À faire
**a)** Reprenez mot pour mot le passage du texte sur Hédi Nouira qui commence aux mots "Hédi Nouira était" et se termine après les mots "pouvoir en 2014.".
**b)** Répondez à ces questions à l'aide du texte sur Hédi Nouira.
(i) En quelle année le Conseil économique et social a-t-il été créé ?
(ii) Avec le FOPRODI, quelle somme permettait d'obtenir un prêt bancaire de 200.000 dinars ?
(iii) D'après Abdelkader Boudriga, que Hédi Nouira était-il plus que libéral ?
**c)** Donnez tous les noms de personnes cités dans le texte sur Hédi Nouira.

Texte du document
▬▬▬▬▬▬

Pour ceux qui n’avaient pas les moyens de créer leurs propres projets, Nouira a mis en place le FOPRODI pour contourner le circuit bancaire frileux et pas très développé. Pour 6000 dinars, on pouvait contracter un prêt bancaire de 200.000 dinars.

Pour assouplir les lourdeurs administratives, il a mis en place le guichet unique : une invention tunisienne.

Hédi Nouira était connu pour sa rigueur dans la gestion des affaires financières de l’Etat. Une valeur oubliée, affirma l’économiste Hechmi Alaya. «Aujourd’hui, on fait n’importe quoi avec l’argent public. La génération Nouira était composée de visionnaires. Elle regardait plus loin que le bout du nez et ne gérait pas l’Etat comme une boutique. Les grandes décisions étaient prises dans le cadre du Conseil économique et social».

Pour rappel, ce conseil, créé en 1959, a été supprimé par les virtuoses qui ont gagné le pouvoir en 2014.

Occuper une responsabilité, c’est être capable de décider

Dans les années 70, les administrations publiques étaient dirigées par des technocrates de haut volet et non des fonctionnaires nommés pour allégeance et services rendus.

Les grandes décisions économiques se prenaient au sein du Conseil économique et social par une équipe de grande étoffe représentant toutes les sensibilités du pays. «Nouira a été, à tort, accusé de libéralisme sauvage par ses détracteurs et les opposants au régime Bourguiba. Une opposition que l’on retrouve malheureusement aujourd’hui. Et contrairement à ce qu’on pense, nous avons vécu à l’époque Nouira de grands débats d’idées. Je réalise a posteriori que nous vivions une liberté qui nous évitait l’étatisation du pays», a précisé M. Alaya.

Une posture appuyée par Abdelkader Boudriga : «Hédi Nouira n’était pas un libéral. Il était plus social-démocrate que libéral. Il a parlé de la création des richesses avant leur partage et a appelé à mettre en place une politique sociale pour les laisser pour compte».

Aujourd’hui, les maîtres des lieux sont incapables de faire la différence entre étatisation et libéralisme responsable et humain. Leur volonté farouche de tout contrôler a eu pour conséquence une étatisation sournoise qui a réduit l’investissement et mis fin à l’innovation entrepreneuriale. Loin de protéger les classes démunies, elle les fragilise, réduit la croissance économique et bloque la création d’emplois.

«La Tunisie ne peut se développer qu’en instituant la liberté comme valeur fondamentale. Or la Constitution de 2014 ne reconnaît ni la liberté économique ni celle du commerce et encore moins celle d’entreprendre. L’étatisation bat son plein aujourd’hui», déplore Hechmi Alaya qui rétorque à ceux qui cherche des solutions à la crise actuelle du pays : «Je suis surpris à chaque fois que les gens me demandent des pistes de sortie de crise. En fait, il ne s’agit pas d’identifier les pistes, les solutions sont là mais y a-t-il des hommes et des institutions pour les mettre en place ? La Tunisie souffre d’un grand drame : celui de la gouvernance.

▬▬▬▬▬▬

Exemples d'étiquetage de masques
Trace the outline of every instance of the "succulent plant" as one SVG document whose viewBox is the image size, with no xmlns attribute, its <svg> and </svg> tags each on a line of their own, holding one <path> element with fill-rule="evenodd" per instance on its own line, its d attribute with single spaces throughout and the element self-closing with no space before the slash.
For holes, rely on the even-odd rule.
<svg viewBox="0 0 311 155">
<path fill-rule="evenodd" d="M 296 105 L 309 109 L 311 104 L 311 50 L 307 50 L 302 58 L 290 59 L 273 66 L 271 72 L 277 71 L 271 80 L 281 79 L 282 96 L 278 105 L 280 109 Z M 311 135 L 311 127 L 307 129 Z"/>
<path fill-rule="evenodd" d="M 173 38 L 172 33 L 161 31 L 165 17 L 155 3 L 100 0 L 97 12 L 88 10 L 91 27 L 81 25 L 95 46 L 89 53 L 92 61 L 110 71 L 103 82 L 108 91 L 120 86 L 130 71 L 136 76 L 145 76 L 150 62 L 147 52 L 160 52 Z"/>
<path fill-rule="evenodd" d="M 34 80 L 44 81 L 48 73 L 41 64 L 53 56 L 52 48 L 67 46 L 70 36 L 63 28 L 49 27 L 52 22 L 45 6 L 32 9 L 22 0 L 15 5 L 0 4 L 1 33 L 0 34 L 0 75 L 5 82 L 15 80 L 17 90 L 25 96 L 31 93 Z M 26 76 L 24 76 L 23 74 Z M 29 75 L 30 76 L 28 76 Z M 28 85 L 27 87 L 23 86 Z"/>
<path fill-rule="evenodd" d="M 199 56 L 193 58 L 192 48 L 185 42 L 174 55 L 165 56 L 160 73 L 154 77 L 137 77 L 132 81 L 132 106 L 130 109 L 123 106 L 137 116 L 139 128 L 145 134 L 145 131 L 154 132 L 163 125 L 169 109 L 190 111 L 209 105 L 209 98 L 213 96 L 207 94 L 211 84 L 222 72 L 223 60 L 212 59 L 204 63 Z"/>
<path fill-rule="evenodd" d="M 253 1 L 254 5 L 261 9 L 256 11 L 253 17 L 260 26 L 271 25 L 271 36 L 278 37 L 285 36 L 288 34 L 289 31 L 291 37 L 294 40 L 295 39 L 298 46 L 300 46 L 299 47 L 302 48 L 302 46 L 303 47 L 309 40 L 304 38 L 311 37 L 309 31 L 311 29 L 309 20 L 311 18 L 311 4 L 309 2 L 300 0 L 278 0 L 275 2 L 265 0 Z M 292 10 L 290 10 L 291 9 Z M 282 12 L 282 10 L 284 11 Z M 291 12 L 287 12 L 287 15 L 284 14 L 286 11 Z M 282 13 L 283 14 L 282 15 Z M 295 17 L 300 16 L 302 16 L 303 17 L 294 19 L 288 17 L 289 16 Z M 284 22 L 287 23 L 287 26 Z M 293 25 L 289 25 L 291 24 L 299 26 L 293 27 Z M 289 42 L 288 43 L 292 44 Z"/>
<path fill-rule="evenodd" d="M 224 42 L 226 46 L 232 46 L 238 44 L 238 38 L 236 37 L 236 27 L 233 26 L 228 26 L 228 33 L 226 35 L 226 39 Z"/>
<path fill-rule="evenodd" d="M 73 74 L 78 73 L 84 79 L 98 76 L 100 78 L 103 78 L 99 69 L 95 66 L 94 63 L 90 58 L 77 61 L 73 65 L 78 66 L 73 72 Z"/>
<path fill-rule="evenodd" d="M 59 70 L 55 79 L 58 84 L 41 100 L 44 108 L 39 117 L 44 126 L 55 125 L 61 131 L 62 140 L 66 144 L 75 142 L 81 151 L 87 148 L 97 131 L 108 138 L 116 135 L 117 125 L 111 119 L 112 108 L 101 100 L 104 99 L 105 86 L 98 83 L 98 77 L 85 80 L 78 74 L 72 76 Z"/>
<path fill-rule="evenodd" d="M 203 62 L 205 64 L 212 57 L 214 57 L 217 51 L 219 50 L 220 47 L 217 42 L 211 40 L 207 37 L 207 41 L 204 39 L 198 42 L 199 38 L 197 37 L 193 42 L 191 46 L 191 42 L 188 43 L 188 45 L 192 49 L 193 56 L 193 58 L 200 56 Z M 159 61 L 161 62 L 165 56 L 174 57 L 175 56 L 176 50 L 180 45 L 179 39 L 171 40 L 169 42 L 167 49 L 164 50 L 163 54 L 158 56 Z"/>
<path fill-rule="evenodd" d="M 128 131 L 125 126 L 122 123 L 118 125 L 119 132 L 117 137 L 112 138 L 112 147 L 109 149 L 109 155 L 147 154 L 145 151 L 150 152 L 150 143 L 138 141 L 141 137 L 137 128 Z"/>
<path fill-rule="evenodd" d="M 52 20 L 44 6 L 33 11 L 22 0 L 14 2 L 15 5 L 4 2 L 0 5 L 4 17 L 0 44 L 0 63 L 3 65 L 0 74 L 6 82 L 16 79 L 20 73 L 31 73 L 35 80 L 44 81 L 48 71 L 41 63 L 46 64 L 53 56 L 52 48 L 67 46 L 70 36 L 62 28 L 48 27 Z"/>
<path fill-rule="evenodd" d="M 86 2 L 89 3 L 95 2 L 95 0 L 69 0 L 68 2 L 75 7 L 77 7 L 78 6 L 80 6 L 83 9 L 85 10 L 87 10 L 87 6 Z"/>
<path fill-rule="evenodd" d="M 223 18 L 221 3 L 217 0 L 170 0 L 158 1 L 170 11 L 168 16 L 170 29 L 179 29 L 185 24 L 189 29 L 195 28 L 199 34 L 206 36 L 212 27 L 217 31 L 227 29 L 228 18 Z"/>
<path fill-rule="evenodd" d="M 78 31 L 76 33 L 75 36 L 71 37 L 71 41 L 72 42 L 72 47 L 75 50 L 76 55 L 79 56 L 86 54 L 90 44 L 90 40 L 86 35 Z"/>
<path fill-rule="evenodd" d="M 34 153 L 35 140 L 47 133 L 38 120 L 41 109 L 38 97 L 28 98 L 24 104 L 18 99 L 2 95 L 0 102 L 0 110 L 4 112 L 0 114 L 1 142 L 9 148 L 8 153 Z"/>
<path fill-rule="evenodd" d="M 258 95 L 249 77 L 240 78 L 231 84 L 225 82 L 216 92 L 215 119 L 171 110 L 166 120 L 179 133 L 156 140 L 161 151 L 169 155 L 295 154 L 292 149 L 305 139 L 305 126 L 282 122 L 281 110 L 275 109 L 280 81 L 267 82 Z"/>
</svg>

▬▬▬▬▬▬

Les solutions
**a)**
Hédi Nouira était connu pour sa rigueur dans la gestion des affaires financières de l’Etat. Une valeur oubliée, affirma l’économiste Hechmi Alaya. «Aujourd’hui, on fait n’importe quoi avec l’argent public. La génération Nouira était composée de visionnaires. Elle regardait plus loin que le bout du nez et ne gérait pas l’Etat comme une boutique. Les grandes décisions étaient prises dans le cadre du Conseil économique et social».

Pour rappel, ce conseil, créé en 1959, a été supprimé par les virtuoses qui ont gagné le pouvoir en 2014.

**b)**
(i) En 1959.
(ii) 6000 dinars.
(iii) Social-démocrate.

**c)**
Hédi Nouira
Hechmi Alaya
Bourguiba
Abdelkader Boudriga